Appearance is something that is subjective. I do not think some people that my best friend thinks are attractive are actually attractive and vice versa. It's not something really that can be evaluated on a standard scale of 1-10. Achievement is something that is measured on a standard scale, but not something everyone knows about unless you wear a sign on your forehead saying "I just made the Dean's List!" or "I just graduated law school!" Appearance is easier to see than accomplishments, as I already said.

Amelia said...

Jezabel - Thanks, you provided a lot for me to comment on.

The "larger problems at hand" aren't the largest problems with today's societies.

Perhaps not, but that doesn't mean that they should just be forgotten. Weight preoccupation is, however, a large problem that diverts the attention of many women away from being productive members of society because they are so focused on their appearance. It's pretty hard to be in a healthy mental place that will take you farther in your career if you are constantly obsessing about caloric and fat intake.

They, like most men, like a woman with curves... especially if they are in the right places.

That is a problem, because only a certain kind of "curves" are generally acceptable in this society. If you have curves here, there, or there, that may be attractive. But if you have them anywhere else, you're probably seen as lazy and less desirable. And so what do women do when they have those extra curves? They often become focused on "fixing" them. And that leads back to my first point.

It's true that other achievements other than beauty are often overlooked for surface things - because things on the surface are easier to see than accomplishments.

### TASK OBJECTIVE
Transcribe the stretch of the discussion on appearance from "Perhaps not, but" through "my first point.".

### MATERIAL SUPPLIED
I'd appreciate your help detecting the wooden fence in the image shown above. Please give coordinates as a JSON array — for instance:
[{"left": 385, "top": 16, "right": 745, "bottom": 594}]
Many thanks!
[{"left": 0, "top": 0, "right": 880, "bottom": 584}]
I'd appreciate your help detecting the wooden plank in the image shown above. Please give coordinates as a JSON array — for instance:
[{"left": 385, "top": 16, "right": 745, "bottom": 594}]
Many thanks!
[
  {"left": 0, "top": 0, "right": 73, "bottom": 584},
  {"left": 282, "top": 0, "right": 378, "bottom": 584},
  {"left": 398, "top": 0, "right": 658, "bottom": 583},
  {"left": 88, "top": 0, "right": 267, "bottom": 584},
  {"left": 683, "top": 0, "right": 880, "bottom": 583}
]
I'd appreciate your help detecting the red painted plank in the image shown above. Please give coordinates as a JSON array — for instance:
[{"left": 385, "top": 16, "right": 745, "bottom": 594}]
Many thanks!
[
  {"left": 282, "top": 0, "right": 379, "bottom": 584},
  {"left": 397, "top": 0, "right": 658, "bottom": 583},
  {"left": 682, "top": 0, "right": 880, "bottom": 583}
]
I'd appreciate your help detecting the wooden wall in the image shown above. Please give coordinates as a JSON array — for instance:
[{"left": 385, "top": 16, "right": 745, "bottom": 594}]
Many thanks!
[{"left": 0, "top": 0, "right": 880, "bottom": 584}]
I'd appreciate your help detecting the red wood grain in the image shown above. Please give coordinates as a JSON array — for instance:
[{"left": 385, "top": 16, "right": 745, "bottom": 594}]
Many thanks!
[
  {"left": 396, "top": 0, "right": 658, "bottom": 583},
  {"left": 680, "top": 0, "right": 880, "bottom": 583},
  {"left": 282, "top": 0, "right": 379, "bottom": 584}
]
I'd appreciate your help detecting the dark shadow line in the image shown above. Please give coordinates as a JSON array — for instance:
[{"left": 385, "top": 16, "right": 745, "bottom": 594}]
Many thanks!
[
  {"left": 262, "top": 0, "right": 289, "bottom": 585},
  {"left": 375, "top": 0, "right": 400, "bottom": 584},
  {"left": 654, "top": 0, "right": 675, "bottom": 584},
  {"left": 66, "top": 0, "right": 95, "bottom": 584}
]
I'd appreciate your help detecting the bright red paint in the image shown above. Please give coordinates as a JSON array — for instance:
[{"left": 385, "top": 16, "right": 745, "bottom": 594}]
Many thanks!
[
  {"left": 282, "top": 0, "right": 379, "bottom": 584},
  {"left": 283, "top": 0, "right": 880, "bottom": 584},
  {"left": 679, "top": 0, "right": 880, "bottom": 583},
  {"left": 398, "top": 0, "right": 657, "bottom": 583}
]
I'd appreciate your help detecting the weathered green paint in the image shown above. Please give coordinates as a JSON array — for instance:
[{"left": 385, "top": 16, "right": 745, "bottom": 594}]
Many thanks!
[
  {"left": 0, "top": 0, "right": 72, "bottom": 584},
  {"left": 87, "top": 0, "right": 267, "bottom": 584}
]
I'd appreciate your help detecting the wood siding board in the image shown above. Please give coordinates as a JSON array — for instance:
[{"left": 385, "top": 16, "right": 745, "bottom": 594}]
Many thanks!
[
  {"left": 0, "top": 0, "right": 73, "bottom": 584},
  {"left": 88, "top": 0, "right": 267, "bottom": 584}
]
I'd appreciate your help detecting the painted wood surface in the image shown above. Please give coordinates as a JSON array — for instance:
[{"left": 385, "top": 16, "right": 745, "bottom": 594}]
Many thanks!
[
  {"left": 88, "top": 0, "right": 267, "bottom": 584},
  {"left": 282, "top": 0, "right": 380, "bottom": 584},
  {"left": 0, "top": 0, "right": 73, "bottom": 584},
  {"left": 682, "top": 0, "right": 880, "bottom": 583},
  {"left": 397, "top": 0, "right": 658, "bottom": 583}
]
---
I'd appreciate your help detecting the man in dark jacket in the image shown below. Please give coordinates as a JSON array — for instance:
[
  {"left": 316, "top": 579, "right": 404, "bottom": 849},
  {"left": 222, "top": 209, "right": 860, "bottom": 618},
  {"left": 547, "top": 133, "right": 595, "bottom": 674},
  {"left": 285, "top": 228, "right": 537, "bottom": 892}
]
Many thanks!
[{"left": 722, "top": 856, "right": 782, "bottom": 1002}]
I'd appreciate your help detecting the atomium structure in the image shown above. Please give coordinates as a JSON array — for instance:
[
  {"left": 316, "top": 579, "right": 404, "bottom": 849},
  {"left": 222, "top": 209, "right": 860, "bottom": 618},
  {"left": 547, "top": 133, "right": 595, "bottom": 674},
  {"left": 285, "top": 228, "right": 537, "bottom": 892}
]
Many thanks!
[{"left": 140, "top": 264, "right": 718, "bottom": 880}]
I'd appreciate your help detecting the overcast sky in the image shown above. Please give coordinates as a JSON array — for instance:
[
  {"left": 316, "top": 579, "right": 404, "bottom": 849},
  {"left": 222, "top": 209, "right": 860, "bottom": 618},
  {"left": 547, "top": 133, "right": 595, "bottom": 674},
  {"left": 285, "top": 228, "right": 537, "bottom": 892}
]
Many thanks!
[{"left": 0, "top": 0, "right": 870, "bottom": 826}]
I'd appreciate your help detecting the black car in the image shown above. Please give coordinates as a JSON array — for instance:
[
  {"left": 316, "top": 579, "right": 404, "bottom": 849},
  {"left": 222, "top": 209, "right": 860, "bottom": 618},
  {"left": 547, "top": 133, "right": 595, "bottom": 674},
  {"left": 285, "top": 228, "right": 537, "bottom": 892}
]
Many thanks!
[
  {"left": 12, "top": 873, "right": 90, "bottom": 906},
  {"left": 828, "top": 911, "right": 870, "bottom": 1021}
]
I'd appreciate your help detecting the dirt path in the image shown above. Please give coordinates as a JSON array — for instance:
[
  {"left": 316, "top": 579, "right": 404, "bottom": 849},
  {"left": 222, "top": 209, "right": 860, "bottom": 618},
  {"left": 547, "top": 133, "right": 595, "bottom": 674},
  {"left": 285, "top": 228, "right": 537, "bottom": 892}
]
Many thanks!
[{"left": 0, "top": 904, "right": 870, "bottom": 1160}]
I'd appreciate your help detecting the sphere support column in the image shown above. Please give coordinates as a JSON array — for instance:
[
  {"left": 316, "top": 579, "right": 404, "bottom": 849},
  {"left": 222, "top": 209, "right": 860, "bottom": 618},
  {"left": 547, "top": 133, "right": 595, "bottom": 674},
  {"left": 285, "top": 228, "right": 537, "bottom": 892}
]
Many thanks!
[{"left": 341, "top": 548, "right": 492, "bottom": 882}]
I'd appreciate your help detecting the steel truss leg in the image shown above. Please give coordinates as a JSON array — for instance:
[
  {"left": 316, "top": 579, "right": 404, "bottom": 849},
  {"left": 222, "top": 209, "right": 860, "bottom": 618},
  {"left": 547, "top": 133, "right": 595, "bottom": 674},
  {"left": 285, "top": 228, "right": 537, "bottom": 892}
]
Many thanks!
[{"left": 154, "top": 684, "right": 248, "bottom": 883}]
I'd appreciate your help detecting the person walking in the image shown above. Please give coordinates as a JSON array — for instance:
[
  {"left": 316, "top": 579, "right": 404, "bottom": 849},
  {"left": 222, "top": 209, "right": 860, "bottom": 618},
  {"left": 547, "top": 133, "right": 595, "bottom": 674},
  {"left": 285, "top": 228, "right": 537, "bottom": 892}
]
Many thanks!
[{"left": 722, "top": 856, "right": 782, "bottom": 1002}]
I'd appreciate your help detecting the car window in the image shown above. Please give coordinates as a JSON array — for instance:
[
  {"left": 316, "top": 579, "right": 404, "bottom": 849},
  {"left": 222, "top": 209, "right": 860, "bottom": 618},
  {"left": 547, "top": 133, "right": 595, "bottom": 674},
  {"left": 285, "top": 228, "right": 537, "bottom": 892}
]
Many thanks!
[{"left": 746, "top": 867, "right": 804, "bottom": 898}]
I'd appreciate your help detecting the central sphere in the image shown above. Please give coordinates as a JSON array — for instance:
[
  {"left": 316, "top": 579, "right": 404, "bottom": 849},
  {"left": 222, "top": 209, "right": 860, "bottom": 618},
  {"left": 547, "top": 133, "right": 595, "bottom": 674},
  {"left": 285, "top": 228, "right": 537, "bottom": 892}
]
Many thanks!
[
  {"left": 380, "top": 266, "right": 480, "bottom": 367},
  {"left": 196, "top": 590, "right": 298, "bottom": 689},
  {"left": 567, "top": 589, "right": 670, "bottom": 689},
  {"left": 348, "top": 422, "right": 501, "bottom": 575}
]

### TASK RESPONSE
Perhaps not, but that doesn't mean that they should just be forgotten. Weight preoccupation is, however, a large problem that diverts the attention of many women away from being productive members of society because they are so focused on their appearance. It's pretty hard to be in a healthy mental place that will take you farther in your career if you are constantly obsessing about caloric and fat intake.

They, like most men, like a woman with curves... especially if they are in the right places.

That is a problem, because only a certain kind of "curves" are generally acceptable in this society. If you have curves here, there, or there, that may be attractive. But if you have them anywhere else, you're probably seen as lazy and less desirable. And so what do women do when they have those extra curves? They often become focused on "fixing" them. And that leads back to my first point.